## Required task
State how many lines in the items below contain the word "score", treating case as significant. Reply with the number alone.

━━━━━ Material provided ━━━━━

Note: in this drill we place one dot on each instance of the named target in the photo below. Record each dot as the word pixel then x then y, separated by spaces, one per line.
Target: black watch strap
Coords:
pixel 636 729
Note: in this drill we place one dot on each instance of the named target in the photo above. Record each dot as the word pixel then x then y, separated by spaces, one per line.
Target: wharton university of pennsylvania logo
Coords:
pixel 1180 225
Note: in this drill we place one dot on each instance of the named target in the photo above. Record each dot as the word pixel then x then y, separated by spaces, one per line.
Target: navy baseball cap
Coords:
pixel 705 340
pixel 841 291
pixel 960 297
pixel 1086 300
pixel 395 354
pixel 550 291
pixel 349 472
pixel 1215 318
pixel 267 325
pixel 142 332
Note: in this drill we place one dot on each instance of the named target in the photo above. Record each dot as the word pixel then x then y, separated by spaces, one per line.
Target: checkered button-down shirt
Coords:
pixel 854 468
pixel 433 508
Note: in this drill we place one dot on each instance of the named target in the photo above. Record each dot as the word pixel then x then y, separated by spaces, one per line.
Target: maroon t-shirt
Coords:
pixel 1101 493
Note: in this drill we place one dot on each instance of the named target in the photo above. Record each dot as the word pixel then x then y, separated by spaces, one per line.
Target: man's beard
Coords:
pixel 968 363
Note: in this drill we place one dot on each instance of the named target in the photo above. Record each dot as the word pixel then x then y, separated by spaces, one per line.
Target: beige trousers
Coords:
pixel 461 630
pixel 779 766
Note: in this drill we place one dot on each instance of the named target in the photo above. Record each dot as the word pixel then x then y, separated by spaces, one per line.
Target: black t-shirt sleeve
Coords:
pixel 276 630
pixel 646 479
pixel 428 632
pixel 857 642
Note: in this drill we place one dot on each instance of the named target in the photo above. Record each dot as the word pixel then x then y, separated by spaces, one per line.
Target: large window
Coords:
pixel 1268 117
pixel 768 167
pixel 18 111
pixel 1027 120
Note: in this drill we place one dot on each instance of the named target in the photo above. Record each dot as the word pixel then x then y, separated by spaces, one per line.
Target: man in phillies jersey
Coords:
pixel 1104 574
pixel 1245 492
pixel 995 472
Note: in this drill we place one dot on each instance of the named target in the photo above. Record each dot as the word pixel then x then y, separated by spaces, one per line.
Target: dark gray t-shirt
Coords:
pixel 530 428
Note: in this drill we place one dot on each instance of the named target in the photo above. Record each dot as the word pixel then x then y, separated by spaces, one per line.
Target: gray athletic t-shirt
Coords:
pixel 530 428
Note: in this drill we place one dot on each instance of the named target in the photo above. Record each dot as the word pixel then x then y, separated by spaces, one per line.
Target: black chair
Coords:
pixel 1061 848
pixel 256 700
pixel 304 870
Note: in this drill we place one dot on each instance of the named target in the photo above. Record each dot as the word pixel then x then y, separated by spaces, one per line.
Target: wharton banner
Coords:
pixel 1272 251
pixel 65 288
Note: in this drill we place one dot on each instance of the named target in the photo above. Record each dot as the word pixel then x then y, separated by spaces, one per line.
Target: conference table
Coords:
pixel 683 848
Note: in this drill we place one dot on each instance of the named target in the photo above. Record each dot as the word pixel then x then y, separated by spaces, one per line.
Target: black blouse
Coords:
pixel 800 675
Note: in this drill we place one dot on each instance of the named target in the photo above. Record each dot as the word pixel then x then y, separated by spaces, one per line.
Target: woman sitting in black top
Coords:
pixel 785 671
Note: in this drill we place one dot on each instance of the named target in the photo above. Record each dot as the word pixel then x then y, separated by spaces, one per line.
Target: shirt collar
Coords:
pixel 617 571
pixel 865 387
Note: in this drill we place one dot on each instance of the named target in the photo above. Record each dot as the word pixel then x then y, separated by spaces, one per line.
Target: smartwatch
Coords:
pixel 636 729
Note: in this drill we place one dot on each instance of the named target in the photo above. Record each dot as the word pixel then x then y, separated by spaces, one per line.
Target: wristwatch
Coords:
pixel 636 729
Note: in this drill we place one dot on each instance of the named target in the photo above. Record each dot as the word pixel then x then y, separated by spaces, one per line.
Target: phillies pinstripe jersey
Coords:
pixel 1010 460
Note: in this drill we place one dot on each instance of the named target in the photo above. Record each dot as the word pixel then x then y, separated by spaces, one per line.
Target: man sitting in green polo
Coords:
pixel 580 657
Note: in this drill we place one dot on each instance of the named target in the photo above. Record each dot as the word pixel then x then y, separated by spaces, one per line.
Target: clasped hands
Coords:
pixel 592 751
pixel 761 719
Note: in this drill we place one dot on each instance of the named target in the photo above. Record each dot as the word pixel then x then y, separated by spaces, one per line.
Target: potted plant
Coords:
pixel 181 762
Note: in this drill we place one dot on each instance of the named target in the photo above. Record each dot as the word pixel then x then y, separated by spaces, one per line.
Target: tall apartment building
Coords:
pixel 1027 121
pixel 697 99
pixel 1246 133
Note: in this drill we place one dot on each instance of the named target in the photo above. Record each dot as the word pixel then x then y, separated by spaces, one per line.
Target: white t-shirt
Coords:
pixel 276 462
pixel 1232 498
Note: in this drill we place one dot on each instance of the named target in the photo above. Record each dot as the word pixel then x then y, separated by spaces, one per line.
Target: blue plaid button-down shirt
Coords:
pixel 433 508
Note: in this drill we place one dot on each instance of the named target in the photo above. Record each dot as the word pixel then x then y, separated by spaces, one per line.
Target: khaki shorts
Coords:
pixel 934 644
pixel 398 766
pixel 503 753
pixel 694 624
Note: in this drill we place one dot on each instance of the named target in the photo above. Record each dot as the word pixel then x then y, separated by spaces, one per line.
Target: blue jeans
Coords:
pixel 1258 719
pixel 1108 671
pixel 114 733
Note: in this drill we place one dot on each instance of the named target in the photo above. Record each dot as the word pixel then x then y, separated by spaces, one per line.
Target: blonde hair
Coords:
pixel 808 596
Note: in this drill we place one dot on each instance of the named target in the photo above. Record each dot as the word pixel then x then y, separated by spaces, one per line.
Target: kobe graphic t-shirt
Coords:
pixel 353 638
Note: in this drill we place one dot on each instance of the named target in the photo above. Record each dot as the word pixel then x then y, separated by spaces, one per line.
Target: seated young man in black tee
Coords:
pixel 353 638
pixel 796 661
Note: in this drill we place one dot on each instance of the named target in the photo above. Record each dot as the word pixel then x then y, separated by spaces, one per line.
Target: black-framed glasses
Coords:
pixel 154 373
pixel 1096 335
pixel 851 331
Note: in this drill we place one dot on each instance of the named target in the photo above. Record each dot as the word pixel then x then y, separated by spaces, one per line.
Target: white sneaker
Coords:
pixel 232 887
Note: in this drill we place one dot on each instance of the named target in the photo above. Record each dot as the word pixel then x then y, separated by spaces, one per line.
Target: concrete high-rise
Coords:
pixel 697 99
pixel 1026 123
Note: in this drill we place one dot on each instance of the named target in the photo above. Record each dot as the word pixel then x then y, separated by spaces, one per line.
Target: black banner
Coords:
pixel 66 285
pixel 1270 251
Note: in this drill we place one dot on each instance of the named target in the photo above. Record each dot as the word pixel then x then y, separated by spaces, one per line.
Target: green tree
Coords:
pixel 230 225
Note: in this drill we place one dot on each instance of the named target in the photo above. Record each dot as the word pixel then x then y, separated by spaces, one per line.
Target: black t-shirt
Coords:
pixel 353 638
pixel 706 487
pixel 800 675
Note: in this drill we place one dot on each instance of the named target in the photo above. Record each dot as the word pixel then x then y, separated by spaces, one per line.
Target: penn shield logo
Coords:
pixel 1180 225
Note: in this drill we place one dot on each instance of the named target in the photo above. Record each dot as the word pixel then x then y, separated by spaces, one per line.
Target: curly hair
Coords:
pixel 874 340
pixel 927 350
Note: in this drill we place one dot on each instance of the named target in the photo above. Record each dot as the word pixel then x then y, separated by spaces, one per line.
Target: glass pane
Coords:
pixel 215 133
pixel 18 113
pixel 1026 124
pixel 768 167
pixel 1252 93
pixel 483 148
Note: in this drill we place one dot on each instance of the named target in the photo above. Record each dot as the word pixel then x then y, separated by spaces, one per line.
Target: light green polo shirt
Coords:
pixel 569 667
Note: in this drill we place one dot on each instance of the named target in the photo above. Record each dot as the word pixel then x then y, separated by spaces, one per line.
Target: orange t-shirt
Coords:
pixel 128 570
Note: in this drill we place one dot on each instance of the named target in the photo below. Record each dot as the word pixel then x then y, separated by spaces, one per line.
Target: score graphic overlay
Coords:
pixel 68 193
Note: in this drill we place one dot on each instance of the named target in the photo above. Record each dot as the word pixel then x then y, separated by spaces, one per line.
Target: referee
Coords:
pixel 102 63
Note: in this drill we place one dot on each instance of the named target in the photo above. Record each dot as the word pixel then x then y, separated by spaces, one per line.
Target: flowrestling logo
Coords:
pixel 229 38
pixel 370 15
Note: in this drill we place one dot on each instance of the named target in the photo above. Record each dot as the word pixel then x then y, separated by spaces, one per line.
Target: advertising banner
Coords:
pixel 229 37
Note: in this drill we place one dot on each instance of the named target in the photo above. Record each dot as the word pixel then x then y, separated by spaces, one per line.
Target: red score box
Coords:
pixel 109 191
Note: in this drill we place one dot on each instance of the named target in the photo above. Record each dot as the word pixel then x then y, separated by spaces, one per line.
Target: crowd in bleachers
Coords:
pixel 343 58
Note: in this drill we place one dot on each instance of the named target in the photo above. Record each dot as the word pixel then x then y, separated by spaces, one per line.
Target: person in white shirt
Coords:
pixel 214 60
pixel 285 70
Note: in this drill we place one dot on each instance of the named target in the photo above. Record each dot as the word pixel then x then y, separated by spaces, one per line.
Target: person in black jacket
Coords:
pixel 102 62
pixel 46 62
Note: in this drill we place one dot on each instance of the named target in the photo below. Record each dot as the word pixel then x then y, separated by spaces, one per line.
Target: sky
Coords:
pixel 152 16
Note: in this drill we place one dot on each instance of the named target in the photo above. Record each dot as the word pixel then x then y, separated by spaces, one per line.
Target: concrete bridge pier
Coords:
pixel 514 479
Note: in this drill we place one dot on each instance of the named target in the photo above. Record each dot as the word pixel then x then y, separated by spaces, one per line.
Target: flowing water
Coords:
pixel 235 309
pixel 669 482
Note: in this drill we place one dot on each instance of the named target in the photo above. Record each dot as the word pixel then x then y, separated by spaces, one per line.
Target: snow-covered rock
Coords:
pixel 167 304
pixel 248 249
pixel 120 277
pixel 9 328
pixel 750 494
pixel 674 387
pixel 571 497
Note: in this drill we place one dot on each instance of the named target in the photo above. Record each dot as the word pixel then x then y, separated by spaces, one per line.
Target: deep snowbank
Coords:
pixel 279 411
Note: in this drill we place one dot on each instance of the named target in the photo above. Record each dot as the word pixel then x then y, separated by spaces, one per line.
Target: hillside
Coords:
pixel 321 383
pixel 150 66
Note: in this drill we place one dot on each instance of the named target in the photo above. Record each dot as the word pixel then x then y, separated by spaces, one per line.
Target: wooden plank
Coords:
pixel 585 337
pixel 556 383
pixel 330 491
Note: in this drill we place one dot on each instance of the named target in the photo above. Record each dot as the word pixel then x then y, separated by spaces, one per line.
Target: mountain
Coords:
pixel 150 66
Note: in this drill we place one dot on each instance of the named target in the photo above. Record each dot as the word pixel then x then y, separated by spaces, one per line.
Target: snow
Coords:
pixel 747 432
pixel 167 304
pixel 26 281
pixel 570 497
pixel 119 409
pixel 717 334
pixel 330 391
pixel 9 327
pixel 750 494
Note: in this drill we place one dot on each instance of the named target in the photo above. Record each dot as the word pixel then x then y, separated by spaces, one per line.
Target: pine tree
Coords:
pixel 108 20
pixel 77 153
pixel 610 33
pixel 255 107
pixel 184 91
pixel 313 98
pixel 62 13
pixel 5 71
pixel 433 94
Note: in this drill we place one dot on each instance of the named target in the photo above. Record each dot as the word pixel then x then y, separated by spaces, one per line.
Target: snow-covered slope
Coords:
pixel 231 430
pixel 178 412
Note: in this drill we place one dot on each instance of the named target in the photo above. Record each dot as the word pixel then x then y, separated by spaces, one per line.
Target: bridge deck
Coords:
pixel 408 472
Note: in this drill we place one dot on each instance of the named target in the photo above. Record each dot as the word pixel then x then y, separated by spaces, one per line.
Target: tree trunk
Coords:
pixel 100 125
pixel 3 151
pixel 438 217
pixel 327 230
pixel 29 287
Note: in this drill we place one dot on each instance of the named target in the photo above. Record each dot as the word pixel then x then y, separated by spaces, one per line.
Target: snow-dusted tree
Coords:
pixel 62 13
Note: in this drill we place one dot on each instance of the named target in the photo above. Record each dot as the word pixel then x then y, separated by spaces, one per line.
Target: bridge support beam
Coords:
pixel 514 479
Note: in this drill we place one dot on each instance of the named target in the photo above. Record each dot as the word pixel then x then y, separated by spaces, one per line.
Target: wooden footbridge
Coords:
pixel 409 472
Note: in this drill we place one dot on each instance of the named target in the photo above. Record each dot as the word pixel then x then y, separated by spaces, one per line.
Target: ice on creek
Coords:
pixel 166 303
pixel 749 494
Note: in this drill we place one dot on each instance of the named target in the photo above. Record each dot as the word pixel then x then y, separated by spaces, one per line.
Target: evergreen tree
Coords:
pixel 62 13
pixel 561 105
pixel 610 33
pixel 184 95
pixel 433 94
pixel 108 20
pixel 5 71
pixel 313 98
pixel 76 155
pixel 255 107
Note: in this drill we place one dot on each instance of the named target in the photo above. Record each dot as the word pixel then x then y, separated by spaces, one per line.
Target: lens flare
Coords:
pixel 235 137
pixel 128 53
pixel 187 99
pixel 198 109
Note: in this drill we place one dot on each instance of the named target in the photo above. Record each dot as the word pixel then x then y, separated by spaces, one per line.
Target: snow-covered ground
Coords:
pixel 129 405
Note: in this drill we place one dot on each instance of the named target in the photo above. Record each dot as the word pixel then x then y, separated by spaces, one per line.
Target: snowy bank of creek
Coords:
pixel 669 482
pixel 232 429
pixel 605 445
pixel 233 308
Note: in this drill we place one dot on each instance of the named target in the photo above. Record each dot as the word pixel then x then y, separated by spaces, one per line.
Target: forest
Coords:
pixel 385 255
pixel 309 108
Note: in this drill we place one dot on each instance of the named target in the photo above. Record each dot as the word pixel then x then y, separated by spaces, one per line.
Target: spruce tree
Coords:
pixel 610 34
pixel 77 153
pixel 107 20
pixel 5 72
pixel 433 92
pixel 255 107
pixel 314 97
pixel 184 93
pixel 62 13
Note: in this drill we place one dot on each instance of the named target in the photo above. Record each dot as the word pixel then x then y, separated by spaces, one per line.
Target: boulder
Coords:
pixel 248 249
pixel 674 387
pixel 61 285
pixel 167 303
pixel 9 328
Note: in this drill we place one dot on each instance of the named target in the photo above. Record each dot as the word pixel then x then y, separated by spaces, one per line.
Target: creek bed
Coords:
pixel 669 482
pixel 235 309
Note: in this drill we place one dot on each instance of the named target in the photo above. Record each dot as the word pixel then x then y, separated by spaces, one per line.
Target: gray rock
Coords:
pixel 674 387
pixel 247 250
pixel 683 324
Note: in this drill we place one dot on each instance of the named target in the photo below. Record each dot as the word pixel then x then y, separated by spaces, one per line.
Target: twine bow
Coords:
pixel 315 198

━━━━━

## Solution to this task
2